→ Exercise brief: Show each line of the material below that contains the string "grass". Case matters.

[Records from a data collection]
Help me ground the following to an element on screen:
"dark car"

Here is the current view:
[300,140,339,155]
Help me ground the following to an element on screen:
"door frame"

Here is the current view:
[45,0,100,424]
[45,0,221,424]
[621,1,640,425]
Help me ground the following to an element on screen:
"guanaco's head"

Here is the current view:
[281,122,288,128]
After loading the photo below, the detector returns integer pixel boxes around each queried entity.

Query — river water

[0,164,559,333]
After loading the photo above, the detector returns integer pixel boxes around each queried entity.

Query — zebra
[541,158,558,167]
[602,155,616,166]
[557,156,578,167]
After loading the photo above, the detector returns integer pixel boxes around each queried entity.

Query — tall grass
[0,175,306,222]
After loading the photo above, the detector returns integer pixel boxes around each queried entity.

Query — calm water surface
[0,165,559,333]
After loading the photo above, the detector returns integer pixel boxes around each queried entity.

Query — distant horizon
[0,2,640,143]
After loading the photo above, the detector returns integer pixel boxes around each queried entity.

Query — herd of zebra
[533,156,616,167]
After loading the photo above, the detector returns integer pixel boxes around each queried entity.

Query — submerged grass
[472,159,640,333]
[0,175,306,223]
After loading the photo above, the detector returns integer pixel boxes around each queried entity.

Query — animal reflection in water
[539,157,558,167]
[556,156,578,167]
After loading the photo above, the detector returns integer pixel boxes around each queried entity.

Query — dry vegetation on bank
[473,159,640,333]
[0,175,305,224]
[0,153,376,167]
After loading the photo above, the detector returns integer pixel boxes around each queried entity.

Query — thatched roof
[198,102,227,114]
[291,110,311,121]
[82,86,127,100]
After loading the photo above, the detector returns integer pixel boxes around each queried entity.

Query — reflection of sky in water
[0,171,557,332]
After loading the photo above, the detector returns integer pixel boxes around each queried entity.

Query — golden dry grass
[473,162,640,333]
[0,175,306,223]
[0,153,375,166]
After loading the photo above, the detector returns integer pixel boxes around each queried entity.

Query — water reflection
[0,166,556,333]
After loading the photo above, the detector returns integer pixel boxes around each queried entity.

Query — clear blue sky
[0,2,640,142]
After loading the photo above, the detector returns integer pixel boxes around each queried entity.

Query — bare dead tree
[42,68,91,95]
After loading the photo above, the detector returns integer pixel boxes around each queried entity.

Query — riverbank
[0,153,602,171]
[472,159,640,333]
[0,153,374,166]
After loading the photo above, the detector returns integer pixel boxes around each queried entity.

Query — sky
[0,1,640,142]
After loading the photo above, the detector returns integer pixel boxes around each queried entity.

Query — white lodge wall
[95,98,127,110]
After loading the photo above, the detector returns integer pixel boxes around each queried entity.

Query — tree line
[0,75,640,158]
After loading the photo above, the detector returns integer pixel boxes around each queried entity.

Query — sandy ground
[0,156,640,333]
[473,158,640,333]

→ Task output:
Query — tall grass
Query — submerged grass
Query — golden dry grass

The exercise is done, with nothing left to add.